What is asked>
[a] Check three statements against the forum thread below and say whether each agrees with it. For each, answer yes or no and quote the words that decide it. (i) Vonuist says things get a lot easier after the first six or seven years. (ii) wickidpenguin's ex objected to having sex only once a week. (iii) bryanpaul quotes a remark comparing guys and dogs.
[b] Continue the forum thread below from the point where it stops.

Excerpt to read>
··········
Your questions self defeating, may I suggest an alternate route? These roads don`t all lead to the same place you know..


----------



## Vonuist

I'm neither of those things.
I think I'm probably asexual or "post-sexual" or whatever the handy internet label might be, either way, I just don't think about it any more.
It gets a lot easier after the first six or seven years.


----------



## bryanpaul

Who the hell knows said:


> you are going to find that the difference between, say, guys and dogs, is often only one of will and good manners..


sad..... but sometimes true..... just give us a nice kick or roll up a newspaper and smack us wit it if we start tryin to hump your leg............. on a more serious note.... sorry to hear this.....hope you run into some cool folks out there....


----------



## wickidpenguin

i've nvr meet a pedophile either and sex addict is about a broad of a term as it gets... one of my ex's labeled me a sex addict cuz i wasn't ok with having sex once a month. i like sex but while in a relationship sex once a month is ridiculous. so it really just depends on your views.
··········
Data lines>
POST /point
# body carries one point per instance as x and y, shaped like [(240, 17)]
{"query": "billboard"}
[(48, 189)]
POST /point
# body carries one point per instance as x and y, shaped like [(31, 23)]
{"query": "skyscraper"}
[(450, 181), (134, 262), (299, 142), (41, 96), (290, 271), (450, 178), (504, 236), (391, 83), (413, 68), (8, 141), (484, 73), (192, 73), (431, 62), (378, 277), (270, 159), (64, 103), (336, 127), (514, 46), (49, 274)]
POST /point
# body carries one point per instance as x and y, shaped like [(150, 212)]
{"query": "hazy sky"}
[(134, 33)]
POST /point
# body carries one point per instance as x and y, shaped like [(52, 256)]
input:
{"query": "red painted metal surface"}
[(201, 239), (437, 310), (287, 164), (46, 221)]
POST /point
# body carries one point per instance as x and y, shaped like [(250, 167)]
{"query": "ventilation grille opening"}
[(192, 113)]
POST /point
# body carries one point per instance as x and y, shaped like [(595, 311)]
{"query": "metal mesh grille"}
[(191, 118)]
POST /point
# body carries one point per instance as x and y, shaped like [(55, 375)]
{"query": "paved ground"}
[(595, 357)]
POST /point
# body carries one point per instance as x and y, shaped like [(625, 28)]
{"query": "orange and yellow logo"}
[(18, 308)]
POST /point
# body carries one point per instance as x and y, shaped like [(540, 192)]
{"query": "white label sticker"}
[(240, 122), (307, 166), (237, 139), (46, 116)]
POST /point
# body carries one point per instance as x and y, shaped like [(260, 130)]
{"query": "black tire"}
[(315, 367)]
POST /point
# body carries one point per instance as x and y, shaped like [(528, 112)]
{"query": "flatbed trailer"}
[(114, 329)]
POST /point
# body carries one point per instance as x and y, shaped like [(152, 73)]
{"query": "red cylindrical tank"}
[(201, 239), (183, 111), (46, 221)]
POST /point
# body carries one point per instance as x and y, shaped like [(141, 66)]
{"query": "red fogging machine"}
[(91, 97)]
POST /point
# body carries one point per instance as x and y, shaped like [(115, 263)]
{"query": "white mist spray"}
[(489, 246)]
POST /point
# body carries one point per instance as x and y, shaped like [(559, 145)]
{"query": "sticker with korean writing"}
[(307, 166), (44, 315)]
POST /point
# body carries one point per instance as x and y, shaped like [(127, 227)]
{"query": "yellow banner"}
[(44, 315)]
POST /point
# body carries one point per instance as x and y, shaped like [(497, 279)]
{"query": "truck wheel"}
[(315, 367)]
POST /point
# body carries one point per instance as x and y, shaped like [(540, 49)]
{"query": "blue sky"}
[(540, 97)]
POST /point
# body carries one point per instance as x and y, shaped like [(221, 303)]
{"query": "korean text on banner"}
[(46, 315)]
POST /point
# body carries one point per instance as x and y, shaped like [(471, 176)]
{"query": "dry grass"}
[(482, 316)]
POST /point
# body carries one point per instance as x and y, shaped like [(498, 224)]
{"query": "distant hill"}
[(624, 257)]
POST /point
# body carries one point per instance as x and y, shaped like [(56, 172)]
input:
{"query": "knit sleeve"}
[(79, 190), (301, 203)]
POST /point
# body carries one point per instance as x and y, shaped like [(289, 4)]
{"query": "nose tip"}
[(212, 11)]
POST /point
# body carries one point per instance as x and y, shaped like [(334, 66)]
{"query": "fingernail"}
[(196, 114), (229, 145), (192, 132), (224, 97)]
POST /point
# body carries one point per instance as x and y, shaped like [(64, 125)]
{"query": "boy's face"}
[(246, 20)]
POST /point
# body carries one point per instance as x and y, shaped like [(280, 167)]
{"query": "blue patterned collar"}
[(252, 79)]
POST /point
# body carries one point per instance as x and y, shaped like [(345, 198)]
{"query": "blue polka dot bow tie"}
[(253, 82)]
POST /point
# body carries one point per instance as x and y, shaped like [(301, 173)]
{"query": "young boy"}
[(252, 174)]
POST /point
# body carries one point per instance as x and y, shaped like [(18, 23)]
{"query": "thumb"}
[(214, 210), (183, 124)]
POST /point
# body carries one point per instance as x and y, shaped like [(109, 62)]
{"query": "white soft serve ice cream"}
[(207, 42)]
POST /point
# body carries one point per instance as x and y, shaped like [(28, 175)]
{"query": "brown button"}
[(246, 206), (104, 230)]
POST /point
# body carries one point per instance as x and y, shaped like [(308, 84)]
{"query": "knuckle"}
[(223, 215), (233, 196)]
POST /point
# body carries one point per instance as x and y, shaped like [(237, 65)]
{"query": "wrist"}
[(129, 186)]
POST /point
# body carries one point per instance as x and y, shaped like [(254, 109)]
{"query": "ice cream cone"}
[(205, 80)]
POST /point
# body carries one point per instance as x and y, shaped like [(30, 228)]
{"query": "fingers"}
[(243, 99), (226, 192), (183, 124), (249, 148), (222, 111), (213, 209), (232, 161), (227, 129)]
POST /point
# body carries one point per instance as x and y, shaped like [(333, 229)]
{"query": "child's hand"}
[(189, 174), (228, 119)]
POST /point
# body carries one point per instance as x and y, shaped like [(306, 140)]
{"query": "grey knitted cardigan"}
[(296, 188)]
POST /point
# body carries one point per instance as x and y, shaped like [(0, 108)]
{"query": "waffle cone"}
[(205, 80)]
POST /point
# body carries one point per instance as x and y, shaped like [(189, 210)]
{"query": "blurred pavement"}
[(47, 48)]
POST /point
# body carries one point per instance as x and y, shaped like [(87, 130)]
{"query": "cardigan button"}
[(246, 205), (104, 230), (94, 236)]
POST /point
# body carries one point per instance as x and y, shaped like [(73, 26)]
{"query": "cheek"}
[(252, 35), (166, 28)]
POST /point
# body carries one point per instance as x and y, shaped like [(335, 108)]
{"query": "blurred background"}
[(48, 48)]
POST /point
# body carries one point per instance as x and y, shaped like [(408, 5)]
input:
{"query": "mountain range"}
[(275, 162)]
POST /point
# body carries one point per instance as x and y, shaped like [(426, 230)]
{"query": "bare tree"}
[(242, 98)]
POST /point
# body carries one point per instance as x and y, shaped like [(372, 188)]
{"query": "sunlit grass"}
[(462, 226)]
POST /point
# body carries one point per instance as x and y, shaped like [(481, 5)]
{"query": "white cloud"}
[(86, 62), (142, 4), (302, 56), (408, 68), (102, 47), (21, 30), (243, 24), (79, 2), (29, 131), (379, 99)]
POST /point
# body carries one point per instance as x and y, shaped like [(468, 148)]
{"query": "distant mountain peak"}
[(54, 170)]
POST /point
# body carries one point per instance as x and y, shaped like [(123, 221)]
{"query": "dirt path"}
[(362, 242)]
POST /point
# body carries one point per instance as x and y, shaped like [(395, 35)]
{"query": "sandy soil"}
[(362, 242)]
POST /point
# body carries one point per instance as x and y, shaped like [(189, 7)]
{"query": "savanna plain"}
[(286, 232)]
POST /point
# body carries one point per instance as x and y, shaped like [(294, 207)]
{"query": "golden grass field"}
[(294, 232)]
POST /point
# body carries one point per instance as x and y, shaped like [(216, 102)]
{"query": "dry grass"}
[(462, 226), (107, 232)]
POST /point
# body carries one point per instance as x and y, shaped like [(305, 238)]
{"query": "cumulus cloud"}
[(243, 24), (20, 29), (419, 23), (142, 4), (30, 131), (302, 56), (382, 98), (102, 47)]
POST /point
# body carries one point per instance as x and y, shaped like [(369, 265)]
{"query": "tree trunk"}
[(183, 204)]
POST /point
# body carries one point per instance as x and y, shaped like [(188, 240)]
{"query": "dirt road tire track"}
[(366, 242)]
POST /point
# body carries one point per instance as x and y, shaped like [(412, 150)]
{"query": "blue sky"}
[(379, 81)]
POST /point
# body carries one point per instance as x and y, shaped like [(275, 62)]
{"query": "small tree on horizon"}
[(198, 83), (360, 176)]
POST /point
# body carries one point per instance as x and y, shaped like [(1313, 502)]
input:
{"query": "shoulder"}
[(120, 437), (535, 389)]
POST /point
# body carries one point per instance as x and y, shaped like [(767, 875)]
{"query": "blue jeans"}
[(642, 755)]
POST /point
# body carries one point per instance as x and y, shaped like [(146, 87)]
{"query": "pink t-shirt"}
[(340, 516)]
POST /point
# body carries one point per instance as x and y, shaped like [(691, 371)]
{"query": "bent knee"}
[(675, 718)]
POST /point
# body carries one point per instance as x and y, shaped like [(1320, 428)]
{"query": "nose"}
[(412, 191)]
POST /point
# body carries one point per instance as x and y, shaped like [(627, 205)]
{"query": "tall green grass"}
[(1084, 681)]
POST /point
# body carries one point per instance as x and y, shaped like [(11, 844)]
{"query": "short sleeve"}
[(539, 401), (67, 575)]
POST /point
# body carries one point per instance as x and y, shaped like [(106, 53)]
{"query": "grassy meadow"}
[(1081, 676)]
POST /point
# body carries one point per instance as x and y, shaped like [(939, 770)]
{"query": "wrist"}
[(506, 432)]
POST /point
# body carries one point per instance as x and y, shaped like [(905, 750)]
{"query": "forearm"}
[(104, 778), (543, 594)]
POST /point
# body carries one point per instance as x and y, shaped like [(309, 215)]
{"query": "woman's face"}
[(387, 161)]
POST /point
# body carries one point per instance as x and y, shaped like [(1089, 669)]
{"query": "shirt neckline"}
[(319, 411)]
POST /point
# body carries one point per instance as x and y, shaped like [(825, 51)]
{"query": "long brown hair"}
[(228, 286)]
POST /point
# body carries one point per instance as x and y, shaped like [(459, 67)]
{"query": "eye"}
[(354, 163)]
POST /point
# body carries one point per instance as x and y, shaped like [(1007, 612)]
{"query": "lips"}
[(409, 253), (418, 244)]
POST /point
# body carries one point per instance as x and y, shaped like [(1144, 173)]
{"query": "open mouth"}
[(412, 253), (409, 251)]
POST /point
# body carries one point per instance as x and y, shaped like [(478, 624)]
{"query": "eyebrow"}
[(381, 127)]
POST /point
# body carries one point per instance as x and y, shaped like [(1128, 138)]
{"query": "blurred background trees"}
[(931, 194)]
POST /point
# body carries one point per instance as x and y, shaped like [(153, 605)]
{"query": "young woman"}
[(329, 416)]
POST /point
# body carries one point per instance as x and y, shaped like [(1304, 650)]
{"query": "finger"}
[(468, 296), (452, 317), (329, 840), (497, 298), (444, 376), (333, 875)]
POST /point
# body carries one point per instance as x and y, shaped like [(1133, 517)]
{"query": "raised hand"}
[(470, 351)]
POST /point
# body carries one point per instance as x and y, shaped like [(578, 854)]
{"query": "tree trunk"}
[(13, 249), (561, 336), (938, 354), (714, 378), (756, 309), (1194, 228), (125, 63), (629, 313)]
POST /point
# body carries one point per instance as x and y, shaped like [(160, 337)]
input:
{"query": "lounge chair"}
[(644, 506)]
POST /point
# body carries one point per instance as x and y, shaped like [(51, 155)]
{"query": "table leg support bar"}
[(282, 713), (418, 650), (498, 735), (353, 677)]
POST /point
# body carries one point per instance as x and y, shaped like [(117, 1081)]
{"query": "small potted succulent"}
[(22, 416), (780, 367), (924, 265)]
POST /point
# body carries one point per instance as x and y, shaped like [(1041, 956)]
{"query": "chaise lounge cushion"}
··········
Expected answers>
[a]
(i) Yes: "It gets a lot easier after the first six or seven years."
(ii) No: "one of my ex's labeled me a sex addict cuz i wasn't ok with having sex once a month."
(iii) Yes: "you are going to find that the difference between, say, guys and dogs, is often only one of will and good manners.."

[b]
----------



## thisisme

i hear ya girl, and i sure the fuck hope so.....


----------



## Menyun

What do you consider to be a pedophile and sex addict? Personally I go for the college age group about 18-24 ish but im 25 so thats normal atm but when I'm old and wrinkled ill more then likely still shoot for that age group. And sex addict ... If I could have sex everyday or 10 times a day I would but I would never cheat on a partner because I needed to get laid more. Nature mad men to want to pass their seed on whenever possible. So all guys will have the urges, but doesn't mean they'll all act on them.


----------



## Beegod Santana

Been on the road for 8 yrs hon and I can assure you I'm neither. Do I enjoy sex? Sure! When I find someone with similar sexual desires whom I relate to, do I enjoy having it frequently? Fuck Ya! Do I go around fucking with people's emotions on a never ending quest to get my dick wet a little more often? Fuck no!

As far as being a pedophile, I've personally always had a thing for older girls, not way older, but most of my partners have been 3-8 yrs older than me. I've found young girls often get their emotions out of order in an effort to convince themselves that the people their with are someone they're not (a lot of girls like the IDEA of a traveler boy, more than the traveler boy himself).


----------



## godsahn

I think I am more addicted to coffee than sex......so no?


----------



## L.C.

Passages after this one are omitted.